• SHORT PROBLEM: Can you transcribe every line of the rows below word for word, leaving the pictures out?

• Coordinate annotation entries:
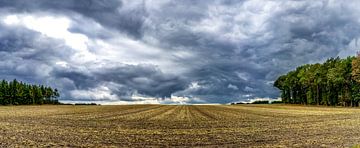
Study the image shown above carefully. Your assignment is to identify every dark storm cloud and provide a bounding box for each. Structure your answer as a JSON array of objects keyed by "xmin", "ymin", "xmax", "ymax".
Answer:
[
  {"xmin": 0, "ymin": 0, "xmax": 360, "ymax": 103},
  {"xmin": 0, "ymin": 0, "xmax": 146, "ymax": 37}
]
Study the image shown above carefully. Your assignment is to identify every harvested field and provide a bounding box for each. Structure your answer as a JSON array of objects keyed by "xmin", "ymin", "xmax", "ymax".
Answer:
[{"xmin": 0, "ymin": 105, "xmax": 360, "ymax": 147}]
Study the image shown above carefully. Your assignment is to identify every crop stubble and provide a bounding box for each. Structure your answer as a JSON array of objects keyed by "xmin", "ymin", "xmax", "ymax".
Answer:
[{"xmin": 0, "ymin": 105, "xmax": 360, "ymax": 147}]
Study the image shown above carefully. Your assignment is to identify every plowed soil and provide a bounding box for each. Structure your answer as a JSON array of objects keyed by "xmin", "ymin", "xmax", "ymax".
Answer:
[{"xmin": 0, "ymin": 105, "xmax": 360, "ymax": 147}]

• WORKED ANSWER:
Study the image shown above carefully. Your assignment is to identify every dark storm cloud and provide a bounding box for each. Structure your answer as a JSON array of objects keyed by "xmin", "ymin", "xmax", "ymax".
Answer:
[
  {"xmin": 0, "ymin": 0, "xmax": 360, "ymax": 103},
  {"xmin": 0, "ymin": 0, "xmax": 146, "ymax": 37}
]
Study the image shown above carefully. Your assignment is to identify every harvested field and provide a bounding box for each. Structure your answer as a JSON array of objects keyed by "xmin", "ymin", "xmax", "ymax".
Answer:
[{"xmin": 0, "ymin": 105, "xmax": 360, "ymax": 147}]
Study the image shown above carefully. Your assignment is to identify every crop stubble and provide a bounding box for each. Structure your answer as a JSON array of objects keyed by "xmin", "ymin", "xmax", "ymax".
Answer:
[{"xmin": 0, "ymin": 105, "xmax": 360, "ymax": 147}]
Study the image shown above carefully. Your assignment is to identify every plowed soil and provide a bounding box for each. Structure your answer as a JSON array of objects keyed by "xmin", "ymin", "xmax", "ymax".
Answer:
[{"xmin": 0, "ymin": 105, "xmax": 360, "ymax": 147}]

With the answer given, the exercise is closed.